>> start

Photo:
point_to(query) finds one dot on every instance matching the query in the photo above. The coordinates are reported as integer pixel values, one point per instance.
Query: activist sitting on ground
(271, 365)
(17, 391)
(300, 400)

>> end

* **TASK TO COMPLETE**
Rewrite all of the data above, switching "activist" to "protester" wherever it occurs and leaving everything else unchanged.

* **FULL SOLUTION**
Photo:
point_to(query) finds one dot on every instance matching the query in the photo above. The coordinates are reported as integer pixel values, one point per instance.
Query: protester sitting on ground
(271, 365)
(17, 391)
(300, 400)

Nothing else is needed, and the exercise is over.